— TASK OBJECTIVE —
Would you reproduce exactly the lines below from the one holding "Target: calm water surface" through the one holding "[[1214, 314], [606, 685], [377, 349], [608, 336]]", inclusive, and no others?

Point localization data
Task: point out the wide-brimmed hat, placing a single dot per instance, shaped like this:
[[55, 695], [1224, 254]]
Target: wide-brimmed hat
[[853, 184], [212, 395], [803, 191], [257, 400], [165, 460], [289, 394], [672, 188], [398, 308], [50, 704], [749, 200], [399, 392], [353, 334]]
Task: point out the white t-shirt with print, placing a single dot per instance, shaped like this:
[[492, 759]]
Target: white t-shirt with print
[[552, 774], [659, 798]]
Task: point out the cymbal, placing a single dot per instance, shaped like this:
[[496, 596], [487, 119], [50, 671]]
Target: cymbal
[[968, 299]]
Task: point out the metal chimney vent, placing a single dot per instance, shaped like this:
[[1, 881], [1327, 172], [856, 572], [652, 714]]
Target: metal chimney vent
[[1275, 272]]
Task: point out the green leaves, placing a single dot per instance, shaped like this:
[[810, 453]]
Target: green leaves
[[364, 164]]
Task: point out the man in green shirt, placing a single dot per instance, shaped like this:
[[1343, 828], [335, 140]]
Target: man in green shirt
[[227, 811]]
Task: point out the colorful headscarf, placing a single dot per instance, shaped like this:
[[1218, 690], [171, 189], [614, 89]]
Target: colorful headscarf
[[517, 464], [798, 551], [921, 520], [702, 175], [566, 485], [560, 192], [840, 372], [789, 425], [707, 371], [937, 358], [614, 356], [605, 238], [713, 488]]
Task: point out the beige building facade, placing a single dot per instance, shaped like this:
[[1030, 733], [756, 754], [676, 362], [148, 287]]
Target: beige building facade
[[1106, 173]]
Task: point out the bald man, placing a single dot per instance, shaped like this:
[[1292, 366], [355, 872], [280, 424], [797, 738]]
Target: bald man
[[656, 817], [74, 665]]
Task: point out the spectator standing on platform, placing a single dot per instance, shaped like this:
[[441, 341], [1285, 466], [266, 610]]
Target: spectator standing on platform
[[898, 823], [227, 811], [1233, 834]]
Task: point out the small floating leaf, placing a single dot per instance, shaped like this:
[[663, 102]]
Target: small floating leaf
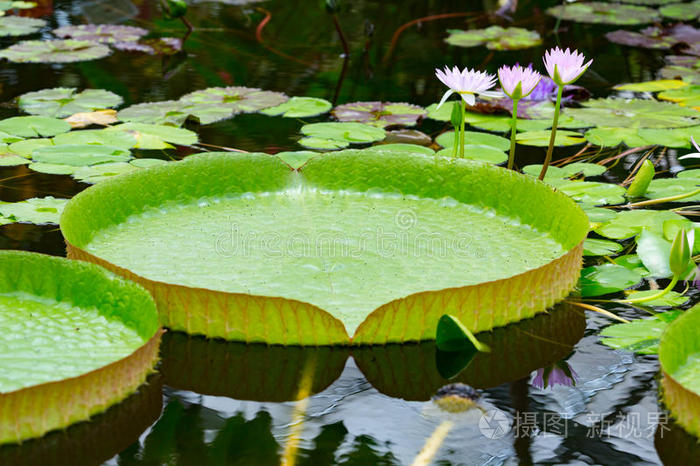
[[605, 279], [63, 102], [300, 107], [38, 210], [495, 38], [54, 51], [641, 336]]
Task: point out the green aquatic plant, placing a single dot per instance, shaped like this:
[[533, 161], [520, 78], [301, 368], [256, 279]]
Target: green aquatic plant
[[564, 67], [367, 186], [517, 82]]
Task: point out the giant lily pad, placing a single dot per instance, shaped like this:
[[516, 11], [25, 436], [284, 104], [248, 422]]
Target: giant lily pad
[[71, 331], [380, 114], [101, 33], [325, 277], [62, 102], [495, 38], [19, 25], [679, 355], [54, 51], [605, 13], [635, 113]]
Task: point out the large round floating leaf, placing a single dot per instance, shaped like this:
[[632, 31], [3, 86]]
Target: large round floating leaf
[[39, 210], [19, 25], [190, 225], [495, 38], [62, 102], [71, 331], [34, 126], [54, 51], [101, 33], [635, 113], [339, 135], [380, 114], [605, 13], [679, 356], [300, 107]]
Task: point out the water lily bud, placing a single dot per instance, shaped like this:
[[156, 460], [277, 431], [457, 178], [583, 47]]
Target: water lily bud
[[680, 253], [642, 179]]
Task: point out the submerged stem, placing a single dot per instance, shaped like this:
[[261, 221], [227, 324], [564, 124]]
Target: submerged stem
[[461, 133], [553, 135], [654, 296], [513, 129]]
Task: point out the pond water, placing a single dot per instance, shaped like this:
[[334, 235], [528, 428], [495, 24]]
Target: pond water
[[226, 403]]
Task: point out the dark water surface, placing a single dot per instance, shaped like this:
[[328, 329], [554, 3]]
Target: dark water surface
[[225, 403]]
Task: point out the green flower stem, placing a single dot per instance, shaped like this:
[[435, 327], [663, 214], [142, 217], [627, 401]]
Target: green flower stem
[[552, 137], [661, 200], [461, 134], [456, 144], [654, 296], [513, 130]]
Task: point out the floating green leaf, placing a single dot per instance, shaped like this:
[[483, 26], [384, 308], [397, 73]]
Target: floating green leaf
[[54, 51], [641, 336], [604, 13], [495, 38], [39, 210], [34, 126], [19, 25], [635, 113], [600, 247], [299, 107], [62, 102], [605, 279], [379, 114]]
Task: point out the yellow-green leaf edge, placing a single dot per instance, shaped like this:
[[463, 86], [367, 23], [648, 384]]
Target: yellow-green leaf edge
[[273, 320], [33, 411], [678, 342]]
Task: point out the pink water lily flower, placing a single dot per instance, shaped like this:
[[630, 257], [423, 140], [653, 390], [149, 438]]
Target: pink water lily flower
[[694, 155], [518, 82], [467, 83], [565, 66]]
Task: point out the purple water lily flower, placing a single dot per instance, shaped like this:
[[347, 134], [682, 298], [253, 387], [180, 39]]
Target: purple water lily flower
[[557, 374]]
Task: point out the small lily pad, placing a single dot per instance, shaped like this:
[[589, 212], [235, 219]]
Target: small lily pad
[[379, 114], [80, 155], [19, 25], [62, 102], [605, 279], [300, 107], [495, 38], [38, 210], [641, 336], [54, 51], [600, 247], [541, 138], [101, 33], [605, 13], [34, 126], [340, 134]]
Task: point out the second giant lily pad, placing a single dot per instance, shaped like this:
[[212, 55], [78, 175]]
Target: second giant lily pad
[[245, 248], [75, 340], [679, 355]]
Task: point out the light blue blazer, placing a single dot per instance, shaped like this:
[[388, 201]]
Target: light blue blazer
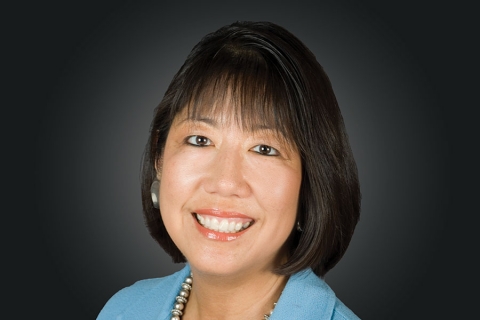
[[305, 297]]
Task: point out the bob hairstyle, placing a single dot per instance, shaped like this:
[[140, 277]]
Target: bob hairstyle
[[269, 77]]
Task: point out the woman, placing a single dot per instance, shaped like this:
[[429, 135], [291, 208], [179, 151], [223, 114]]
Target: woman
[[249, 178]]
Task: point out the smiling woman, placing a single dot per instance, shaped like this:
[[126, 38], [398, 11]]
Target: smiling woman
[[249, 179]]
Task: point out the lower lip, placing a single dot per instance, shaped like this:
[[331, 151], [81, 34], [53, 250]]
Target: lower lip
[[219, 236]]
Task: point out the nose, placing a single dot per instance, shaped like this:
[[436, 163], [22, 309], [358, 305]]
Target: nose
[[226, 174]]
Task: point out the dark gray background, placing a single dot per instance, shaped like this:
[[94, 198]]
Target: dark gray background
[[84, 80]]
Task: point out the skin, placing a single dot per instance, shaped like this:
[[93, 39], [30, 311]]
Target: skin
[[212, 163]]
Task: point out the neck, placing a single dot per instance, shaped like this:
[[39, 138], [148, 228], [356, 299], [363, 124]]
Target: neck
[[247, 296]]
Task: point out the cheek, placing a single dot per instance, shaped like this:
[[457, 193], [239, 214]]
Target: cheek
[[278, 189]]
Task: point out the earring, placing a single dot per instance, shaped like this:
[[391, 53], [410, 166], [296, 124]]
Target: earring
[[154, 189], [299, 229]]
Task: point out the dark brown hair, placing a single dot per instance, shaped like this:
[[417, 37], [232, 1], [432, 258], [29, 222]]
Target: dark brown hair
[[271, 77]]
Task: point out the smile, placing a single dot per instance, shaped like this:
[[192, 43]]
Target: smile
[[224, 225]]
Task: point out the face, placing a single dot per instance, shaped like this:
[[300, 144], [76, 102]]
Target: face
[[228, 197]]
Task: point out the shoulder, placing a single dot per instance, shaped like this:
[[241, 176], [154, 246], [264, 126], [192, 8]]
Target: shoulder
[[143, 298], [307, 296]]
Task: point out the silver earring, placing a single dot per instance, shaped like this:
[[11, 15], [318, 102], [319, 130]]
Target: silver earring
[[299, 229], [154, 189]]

* * *

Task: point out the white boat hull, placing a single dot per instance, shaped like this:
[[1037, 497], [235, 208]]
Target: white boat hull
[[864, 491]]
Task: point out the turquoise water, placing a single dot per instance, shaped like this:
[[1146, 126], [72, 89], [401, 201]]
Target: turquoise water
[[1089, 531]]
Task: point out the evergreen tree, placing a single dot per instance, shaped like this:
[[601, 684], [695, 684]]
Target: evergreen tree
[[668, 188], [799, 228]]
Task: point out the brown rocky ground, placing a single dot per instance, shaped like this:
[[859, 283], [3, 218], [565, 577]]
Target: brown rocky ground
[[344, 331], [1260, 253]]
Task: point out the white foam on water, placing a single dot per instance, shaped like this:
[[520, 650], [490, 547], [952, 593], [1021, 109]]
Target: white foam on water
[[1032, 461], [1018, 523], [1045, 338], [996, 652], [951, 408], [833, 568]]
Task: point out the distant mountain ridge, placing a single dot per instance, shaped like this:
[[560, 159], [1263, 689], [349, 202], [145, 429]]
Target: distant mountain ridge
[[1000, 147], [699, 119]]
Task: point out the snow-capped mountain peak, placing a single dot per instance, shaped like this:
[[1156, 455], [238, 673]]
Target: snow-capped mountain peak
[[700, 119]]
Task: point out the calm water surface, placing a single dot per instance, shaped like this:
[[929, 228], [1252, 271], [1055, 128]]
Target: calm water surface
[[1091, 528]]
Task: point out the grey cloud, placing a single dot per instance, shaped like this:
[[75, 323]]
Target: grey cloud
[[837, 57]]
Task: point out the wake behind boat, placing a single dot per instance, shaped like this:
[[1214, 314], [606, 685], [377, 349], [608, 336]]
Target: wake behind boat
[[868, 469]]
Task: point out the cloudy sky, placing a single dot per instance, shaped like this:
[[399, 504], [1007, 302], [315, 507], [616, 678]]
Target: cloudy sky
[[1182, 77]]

* * *

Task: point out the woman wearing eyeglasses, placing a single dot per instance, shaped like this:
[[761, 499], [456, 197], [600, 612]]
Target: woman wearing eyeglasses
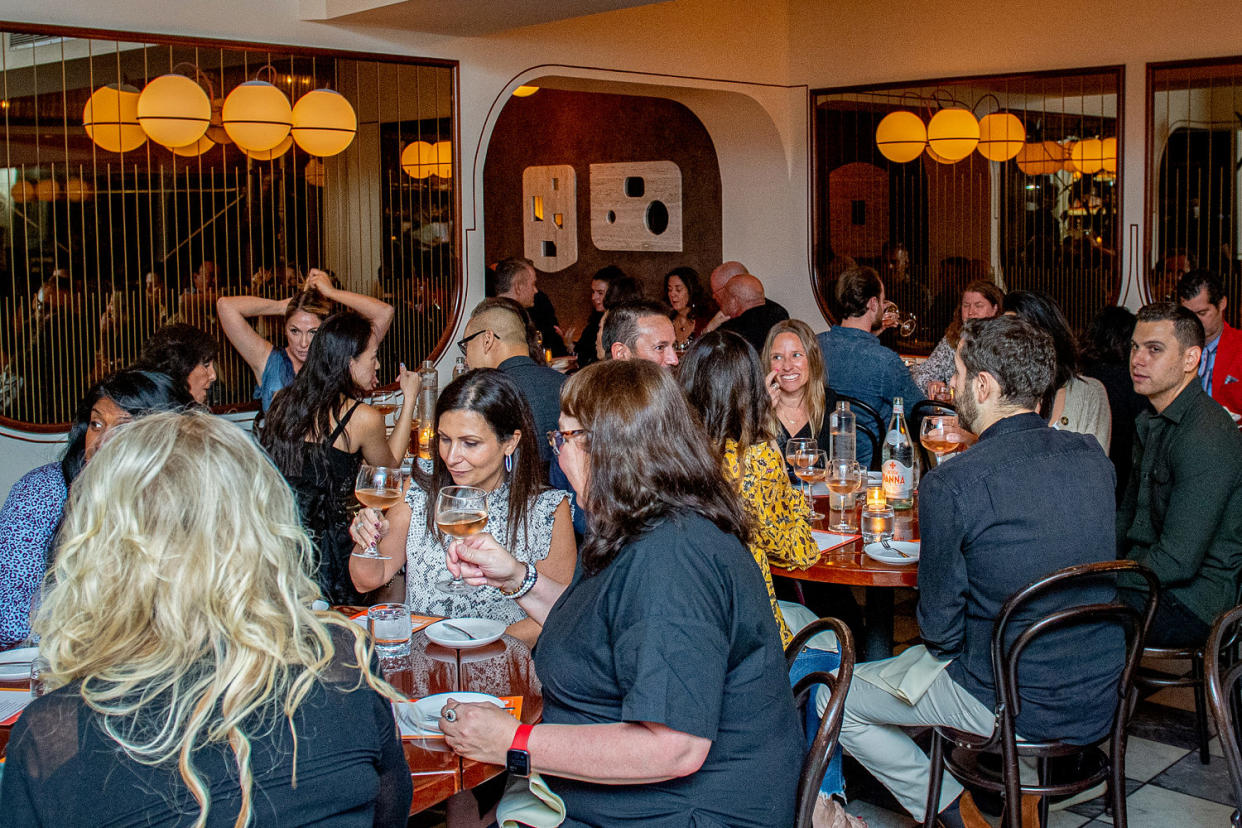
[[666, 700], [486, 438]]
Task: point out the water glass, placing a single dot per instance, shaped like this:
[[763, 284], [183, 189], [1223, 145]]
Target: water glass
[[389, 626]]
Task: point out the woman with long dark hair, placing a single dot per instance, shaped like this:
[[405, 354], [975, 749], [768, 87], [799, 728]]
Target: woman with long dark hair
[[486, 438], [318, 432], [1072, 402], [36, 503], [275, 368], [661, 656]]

— EXPECTED OUTPUT —
Target: calm water surface
[[1091, 528]]
Task: point out the grey cloud, placing a single dot per instance, shaped like this:
[[75, 323]]
Target: grey cloud
[[837, 57]]
Task: point out the wake behind boat, placing a single dot per instance, shaped like this:
[[1214, 314], [606, 685], [377, 349], [608, 336]]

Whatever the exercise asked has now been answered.